====== TESTO DA LEGGERE ======
Dopo le proteste e le polemiche, Nathan ha fatto mea culpa, ha ritirato il testo e dice che lo sostituirà gratuitamente. Speriamo si limitino ai soliti problemi sulla spesa al mercato. "Ahmed vende mele e arance...".

domenica 10 settembre 2017

Grazie che ha bevuto

Uno può leggere libri impegnati, guardare film d'autore, ascoltare musica di buon livello, ma poi alla fine, senza neanche scomodare l'alto-e-basso, Umberto Eco e la riscoperta delle culture e sottoculture pop, ci si diverte tutti con il trash, il grottesco, il comico demenziale. Tutti. Quando una decina di anni fa noi siciliani (ma non solo) scoprimmo tra le pieghe di una tv privata di Agrigento le mirabolanti e improbabili imprese, politiche e "culturali", di un barbiere che si chiamava Giovanni Bivona, ci sentimmo paradossalmente investiti del privilegio di avere finalmente anche noi il nostro "eroe" popolare-popolano-populista-pop. Era tutto finto e per questo ci piaceva, ma forse non solo per questo.
====== ESTRATTO DEI RECORD ======
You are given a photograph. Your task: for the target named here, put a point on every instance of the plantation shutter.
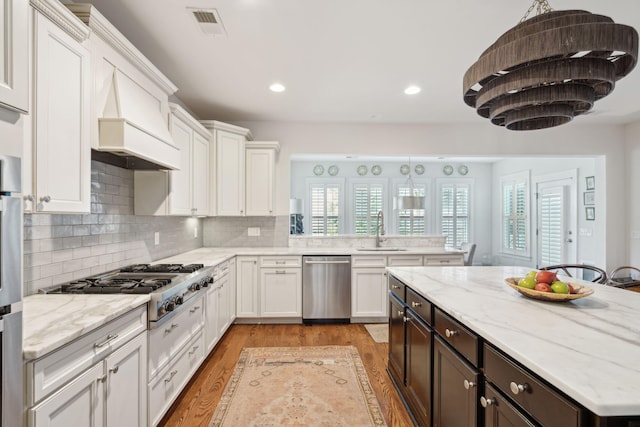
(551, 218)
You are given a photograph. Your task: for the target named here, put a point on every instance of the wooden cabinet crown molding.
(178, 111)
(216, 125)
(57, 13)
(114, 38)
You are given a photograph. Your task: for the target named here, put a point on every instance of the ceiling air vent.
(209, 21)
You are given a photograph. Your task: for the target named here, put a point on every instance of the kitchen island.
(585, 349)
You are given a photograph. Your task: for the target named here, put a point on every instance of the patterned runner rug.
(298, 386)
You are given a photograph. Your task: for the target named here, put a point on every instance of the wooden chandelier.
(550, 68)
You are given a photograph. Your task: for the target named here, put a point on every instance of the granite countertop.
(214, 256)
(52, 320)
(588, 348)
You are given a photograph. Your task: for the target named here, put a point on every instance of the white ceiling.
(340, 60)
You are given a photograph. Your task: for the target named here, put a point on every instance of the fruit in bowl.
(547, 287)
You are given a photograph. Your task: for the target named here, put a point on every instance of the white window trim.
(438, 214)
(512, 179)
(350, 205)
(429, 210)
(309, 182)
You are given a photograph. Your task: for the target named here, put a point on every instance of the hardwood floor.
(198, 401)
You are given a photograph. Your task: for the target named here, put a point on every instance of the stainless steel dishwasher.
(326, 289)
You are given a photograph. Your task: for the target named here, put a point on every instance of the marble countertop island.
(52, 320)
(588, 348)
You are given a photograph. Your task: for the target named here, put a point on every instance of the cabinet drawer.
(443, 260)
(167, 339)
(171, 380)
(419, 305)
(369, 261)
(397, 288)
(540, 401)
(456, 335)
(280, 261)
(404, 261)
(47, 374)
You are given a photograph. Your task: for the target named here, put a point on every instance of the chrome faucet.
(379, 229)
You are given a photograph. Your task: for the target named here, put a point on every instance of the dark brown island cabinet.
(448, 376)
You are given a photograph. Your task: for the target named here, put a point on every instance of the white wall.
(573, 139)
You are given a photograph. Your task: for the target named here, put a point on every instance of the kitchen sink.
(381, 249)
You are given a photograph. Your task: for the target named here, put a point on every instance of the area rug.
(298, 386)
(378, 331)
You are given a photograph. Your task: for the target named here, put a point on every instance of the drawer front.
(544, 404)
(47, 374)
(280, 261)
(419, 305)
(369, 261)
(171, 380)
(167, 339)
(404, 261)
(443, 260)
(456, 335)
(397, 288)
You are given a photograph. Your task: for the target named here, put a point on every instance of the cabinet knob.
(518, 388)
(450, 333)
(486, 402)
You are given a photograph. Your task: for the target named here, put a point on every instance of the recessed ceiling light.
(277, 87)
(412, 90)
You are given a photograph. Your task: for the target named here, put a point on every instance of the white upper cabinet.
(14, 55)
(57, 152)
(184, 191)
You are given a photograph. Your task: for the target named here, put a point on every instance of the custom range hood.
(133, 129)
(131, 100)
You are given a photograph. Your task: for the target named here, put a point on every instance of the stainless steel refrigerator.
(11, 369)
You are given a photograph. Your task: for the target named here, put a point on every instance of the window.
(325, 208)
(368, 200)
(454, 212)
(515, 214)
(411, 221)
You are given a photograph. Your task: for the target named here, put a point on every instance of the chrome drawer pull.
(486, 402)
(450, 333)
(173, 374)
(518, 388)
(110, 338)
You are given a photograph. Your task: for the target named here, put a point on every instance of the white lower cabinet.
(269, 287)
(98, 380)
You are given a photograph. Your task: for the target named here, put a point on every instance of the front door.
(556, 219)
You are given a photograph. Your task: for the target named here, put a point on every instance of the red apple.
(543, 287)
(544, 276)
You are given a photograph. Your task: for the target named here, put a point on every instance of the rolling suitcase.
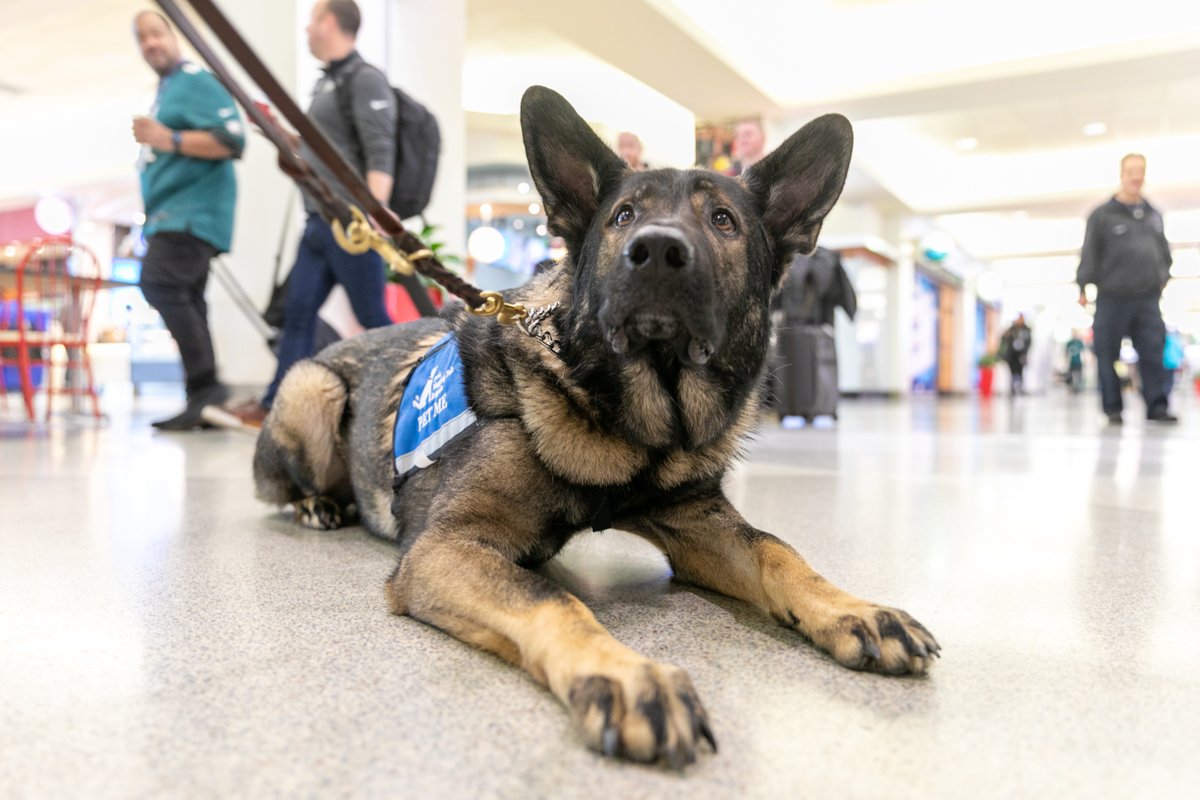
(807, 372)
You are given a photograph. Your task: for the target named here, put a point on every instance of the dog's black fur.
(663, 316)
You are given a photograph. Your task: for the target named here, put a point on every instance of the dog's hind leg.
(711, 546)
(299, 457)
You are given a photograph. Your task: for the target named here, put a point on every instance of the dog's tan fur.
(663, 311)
======
====== ESTRATTO DEI RECORD ======
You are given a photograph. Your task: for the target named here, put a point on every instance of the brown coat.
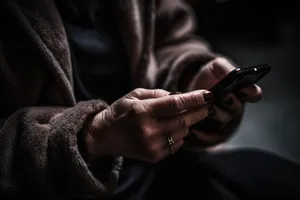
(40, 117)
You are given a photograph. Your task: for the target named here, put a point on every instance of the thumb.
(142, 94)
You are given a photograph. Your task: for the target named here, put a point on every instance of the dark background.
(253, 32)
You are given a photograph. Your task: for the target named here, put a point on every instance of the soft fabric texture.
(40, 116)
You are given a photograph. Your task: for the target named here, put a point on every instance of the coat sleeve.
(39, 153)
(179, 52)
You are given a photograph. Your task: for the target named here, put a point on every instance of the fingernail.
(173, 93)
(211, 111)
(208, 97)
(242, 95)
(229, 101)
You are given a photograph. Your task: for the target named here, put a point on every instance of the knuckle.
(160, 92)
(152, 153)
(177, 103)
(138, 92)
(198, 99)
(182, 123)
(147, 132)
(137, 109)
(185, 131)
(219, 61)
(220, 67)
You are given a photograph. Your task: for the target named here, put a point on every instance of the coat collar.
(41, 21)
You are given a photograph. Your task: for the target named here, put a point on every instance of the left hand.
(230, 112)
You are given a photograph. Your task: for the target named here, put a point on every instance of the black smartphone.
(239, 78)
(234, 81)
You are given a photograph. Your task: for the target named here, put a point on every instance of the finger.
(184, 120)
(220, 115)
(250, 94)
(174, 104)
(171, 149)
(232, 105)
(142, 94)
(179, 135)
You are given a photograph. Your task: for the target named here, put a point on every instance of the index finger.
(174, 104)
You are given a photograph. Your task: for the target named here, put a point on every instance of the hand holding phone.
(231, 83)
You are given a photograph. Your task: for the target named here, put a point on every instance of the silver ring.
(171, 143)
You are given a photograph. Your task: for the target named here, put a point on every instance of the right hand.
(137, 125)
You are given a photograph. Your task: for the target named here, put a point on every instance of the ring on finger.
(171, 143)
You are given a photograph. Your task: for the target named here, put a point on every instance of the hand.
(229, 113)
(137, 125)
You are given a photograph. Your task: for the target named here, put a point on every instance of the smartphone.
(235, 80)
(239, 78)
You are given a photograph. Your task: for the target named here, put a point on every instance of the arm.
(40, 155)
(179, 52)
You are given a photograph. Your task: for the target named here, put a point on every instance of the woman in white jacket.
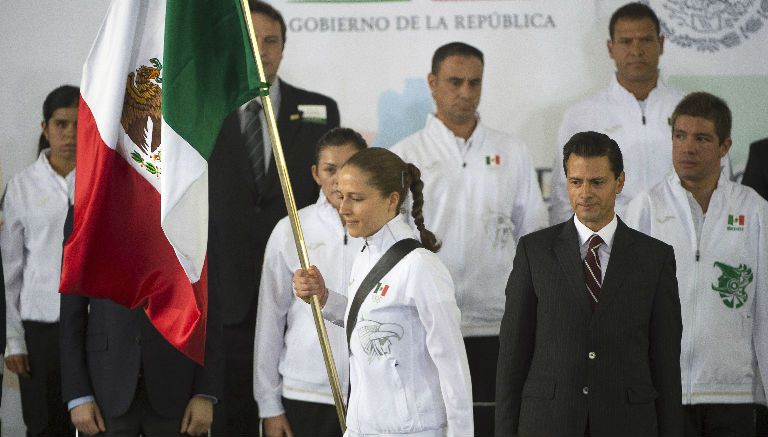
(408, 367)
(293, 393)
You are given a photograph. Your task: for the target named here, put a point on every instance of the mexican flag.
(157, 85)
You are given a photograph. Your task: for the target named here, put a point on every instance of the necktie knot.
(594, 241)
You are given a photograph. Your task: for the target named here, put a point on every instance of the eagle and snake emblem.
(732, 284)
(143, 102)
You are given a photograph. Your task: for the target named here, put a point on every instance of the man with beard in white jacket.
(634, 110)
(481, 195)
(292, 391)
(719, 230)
======
====== ESTRATTO DEI RECORD ======
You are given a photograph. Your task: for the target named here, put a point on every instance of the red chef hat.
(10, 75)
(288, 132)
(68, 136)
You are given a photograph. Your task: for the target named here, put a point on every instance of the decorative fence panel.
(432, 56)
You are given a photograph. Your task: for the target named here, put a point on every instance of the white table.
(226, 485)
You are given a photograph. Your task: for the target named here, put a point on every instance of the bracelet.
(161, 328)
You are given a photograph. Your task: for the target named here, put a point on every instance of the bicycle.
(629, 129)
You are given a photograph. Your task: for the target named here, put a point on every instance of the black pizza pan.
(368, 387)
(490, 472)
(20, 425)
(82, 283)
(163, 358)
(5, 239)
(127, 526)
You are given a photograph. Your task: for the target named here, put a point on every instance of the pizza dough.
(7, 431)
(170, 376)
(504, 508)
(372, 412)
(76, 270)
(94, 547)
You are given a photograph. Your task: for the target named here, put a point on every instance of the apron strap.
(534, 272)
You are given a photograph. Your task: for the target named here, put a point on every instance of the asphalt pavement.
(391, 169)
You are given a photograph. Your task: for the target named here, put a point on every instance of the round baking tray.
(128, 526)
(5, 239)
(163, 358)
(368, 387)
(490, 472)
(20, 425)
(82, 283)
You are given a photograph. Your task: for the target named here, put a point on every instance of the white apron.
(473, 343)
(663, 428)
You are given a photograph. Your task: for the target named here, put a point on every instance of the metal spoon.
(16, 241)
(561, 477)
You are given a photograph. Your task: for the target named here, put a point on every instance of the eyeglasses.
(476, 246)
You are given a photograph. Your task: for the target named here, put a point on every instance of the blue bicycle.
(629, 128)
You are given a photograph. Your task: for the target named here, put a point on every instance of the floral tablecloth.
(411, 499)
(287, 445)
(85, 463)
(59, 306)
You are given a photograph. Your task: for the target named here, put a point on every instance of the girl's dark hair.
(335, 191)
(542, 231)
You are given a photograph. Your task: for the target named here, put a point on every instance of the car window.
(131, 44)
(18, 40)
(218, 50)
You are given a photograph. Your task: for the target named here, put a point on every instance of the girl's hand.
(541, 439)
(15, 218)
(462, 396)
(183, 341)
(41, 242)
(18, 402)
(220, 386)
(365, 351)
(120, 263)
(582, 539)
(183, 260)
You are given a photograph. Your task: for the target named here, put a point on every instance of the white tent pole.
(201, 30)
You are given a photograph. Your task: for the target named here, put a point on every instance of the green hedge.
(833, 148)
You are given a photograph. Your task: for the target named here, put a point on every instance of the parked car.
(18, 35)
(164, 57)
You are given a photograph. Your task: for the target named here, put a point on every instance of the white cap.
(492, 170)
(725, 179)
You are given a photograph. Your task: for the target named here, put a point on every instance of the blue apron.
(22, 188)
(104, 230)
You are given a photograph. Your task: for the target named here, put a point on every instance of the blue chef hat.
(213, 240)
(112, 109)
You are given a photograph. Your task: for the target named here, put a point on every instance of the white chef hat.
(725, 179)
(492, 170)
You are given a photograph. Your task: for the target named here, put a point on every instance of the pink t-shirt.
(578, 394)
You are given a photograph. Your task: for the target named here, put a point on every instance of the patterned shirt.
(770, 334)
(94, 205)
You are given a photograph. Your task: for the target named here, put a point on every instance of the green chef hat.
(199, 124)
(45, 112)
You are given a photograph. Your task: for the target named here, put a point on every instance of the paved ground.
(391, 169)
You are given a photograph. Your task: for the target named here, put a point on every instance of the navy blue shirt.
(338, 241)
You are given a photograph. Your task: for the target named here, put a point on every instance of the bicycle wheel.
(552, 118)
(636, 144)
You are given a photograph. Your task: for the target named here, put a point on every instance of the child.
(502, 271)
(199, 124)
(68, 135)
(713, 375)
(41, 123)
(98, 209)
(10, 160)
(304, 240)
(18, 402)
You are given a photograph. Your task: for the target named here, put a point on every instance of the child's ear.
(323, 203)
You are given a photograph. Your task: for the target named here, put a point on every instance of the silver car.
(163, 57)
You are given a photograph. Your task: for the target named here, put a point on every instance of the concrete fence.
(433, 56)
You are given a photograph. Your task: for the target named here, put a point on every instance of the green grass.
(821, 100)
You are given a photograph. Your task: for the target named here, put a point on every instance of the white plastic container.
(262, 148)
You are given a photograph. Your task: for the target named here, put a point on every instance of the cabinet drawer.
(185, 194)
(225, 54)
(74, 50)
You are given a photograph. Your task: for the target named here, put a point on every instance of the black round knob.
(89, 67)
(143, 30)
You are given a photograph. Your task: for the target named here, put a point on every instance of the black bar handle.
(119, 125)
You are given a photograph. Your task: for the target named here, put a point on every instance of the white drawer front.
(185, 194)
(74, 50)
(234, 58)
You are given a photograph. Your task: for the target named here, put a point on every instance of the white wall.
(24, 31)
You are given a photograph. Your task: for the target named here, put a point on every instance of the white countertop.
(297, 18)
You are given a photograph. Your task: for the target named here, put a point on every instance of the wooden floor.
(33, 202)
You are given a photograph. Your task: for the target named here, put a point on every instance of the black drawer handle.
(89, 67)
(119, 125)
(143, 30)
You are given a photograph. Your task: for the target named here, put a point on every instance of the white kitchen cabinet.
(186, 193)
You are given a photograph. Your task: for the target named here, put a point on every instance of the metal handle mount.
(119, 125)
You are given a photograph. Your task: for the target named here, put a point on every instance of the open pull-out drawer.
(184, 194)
======
ATTIVITÀ>
Riporta parola per parola la parte del testo da "domenica 10 settembre" a "solo per questo.". I record provengono da una fonte diversa da quella del testo.

SPAZIO RISPOSTA>
domenica 10 settembre 2017

Grazie che ha bevuto

Uno può leggere libri impegnati, guardare film d'autore, ascoltare musica di buon livello, ma poi alla fine, senza neanche scomodare l'alto-e-basso, Umberto Eco e la riscoperta delle culture e sottoculture pop, ci si diverte tutti con il trash, il grottesco, il comico demenziale. Tutti. Quando una decina di anni fa noi siciliani (ma non solo) scoprimmo tra le pieghe di una tv privata di Agrigento le mirabolanti e improbabili imprese, politiche e "culturali", di un barbiere che si chiamava Giovanni Bivona, ci sentimmo paradossalmente investiti del privilegio di avere finalmente anche noi il nostro "eroe" popolare-popolano-populista-pop. Era tutto finto e per questo ci piaceva, ma forse non solo per questo.